§ Information provided
+ + + + +

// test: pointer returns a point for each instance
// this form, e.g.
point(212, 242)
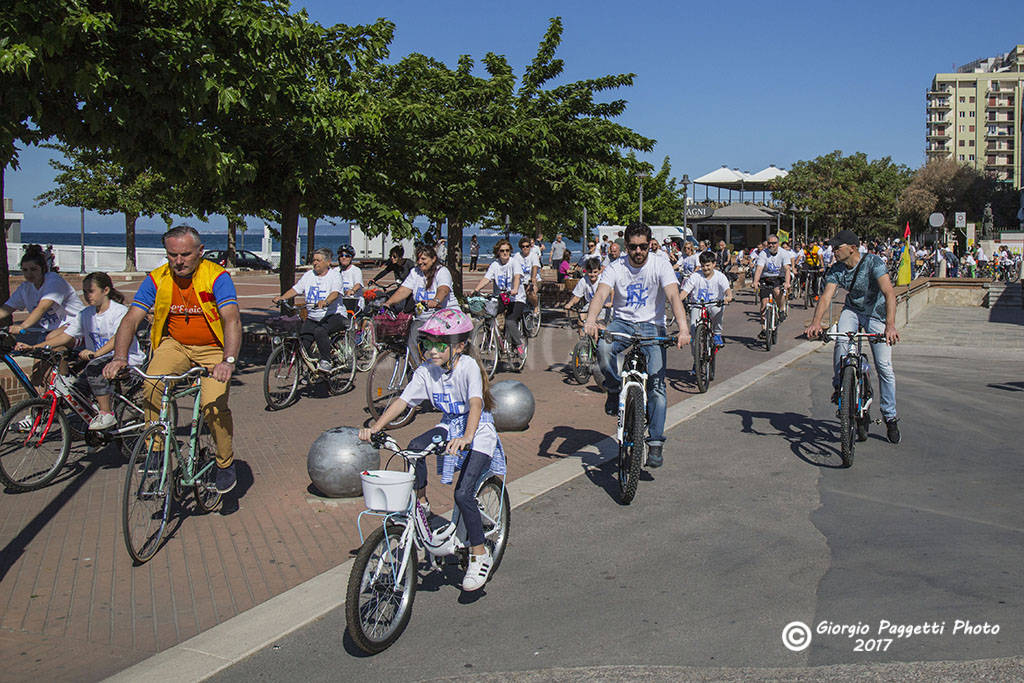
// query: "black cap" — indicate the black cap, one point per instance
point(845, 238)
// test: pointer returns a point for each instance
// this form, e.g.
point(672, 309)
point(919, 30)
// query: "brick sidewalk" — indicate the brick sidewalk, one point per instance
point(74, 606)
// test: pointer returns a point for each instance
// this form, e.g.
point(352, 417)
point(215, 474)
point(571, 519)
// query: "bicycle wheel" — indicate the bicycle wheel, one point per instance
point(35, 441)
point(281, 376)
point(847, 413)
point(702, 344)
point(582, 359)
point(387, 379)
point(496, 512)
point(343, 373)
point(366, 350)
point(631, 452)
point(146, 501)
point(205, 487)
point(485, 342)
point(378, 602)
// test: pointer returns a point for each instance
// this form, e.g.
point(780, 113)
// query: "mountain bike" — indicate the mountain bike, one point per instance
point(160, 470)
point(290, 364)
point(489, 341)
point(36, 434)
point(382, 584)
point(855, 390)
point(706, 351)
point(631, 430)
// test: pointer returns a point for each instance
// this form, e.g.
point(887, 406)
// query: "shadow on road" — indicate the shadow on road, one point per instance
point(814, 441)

+ + + + +

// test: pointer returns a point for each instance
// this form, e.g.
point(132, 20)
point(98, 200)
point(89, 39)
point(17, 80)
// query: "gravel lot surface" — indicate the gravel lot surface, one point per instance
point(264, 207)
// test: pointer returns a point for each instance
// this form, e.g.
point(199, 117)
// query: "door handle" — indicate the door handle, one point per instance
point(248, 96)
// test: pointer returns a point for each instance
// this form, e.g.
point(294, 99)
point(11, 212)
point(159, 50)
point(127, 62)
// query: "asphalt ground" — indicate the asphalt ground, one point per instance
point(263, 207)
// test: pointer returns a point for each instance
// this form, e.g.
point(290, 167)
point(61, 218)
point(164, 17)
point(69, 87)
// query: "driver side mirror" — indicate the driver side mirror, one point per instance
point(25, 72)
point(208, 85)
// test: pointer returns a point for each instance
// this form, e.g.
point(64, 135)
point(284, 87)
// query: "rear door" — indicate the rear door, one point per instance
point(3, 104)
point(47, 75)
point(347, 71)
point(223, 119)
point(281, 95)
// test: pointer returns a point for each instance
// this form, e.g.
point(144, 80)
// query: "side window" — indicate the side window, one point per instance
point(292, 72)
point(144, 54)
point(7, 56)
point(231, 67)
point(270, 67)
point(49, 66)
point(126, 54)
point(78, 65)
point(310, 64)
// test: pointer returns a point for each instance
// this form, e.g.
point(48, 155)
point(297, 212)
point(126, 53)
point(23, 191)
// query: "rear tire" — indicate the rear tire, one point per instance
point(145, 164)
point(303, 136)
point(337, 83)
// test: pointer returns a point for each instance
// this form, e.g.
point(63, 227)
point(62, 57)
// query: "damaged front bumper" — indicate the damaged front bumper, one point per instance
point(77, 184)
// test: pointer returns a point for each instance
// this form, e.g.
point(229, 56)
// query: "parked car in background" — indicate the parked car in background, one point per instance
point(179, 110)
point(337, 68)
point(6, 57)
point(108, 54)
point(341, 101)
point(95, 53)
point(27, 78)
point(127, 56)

+ + + + +

§ The request
Filter the records above and copy each line that contains the string "rear", matching case.

§ Exercise solution
// query: "rear door" — indicate the rear door, one point per instance
// query: "rear tire" — indicate the rear tire, one point per instance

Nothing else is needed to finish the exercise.